[START]

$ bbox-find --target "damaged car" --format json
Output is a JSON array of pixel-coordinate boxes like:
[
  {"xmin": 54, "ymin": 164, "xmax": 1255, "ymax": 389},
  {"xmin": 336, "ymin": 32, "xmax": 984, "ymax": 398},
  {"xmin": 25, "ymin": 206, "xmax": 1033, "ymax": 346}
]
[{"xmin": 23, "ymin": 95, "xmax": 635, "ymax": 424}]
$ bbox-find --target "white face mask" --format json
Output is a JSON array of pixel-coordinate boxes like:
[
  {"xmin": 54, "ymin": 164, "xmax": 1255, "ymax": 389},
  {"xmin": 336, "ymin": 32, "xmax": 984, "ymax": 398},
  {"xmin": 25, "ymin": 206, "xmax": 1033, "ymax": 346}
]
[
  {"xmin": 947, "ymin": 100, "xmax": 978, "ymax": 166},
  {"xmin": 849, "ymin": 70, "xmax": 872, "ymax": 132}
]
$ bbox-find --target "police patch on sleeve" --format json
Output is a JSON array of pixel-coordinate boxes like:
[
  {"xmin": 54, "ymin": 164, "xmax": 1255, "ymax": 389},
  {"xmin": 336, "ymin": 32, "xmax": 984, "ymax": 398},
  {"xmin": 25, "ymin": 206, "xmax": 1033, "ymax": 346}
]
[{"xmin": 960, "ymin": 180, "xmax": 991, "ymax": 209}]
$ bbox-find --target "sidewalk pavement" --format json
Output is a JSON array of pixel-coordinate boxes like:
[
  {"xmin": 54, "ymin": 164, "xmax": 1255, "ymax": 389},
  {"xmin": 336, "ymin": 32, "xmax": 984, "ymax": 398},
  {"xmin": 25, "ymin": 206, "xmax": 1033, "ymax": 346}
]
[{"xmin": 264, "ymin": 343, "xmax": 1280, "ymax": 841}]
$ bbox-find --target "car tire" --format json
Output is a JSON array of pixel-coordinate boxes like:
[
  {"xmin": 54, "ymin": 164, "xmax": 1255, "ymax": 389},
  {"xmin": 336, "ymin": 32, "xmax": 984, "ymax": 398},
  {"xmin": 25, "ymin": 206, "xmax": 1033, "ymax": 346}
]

[END]
[START]

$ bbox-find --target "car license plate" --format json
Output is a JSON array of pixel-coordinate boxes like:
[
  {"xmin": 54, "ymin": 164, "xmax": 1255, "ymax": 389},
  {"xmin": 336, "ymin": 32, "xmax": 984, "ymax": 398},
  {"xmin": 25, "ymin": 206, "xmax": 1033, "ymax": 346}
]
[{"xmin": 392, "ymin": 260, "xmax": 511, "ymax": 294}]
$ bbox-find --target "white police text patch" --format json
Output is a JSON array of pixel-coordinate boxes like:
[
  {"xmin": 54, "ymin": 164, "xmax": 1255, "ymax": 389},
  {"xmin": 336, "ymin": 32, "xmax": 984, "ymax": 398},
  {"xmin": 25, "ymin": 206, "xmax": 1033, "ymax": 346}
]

[END]
[START]

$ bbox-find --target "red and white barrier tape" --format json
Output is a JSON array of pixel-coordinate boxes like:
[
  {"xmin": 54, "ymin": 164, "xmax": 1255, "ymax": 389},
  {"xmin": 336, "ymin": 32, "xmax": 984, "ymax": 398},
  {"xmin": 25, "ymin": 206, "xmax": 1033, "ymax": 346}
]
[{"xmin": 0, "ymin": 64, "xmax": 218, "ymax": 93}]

[END]

■ Goal of the exercise ■
How many lines in the listing above contain the string "patch" with matching case? Reply with the number only.

■ Exercise result ■
2